**The input**:
======

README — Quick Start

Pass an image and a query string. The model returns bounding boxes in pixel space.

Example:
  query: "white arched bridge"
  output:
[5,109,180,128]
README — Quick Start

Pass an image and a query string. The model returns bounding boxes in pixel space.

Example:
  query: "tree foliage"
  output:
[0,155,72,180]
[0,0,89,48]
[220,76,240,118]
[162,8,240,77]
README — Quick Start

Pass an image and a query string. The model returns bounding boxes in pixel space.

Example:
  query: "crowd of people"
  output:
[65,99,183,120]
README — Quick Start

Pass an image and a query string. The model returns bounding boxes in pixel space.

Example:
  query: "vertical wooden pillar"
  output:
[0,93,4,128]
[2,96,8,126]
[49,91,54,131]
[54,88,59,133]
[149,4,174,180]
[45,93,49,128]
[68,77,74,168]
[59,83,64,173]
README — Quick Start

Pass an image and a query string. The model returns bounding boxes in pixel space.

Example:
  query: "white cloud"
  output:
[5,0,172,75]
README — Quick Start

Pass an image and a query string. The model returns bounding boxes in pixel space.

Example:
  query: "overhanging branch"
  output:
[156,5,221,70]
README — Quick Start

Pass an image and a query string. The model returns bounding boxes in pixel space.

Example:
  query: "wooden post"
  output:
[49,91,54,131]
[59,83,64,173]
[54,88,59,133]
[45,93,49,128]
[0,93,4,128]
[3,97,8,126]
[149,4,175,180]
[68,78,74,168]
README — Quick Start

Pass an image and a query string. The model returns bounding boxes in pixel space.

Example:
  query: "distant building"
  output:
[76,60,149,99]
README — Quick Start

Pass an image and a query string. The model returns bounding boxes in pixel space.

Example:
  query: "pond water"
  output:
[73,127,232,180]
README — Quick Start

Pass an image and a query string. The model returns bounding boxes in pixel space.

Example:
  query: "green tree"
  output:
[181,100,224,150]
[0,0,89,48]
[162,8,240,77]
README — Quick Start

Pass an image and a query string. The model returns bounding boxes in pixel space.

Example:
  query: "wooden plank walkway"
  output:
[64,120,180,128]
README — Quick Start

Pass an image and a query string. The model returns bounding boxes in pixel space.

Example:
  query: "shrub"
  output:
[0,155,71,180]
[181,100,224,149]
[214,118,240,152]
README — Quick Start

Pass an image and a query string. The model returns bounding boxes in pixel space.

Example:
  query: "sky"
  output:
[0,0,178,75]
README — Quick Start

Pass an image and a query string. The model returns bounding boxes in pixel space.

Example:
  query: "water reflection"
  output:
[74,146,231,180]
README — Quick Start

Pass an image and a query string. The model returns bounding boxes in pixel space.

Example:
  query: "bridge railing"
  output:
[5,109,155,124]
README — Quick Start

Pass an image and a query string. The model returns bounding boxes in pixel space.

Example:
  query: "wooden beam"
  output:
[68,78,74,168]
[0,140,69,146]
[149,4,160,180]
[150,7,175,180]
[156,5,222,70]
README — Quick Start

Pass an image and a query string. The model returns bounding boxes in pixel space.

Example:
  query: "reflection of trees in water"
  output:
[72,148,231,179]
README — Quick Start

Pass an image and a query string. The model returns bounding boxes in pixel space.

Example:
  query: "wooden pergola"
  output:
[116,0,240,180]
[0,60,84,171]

======

**Brief**:
Please show each line of the listing above that contains the word "white", copied in full.

**Response below**:
  query: "white arched bridge"
  query: "white cloud"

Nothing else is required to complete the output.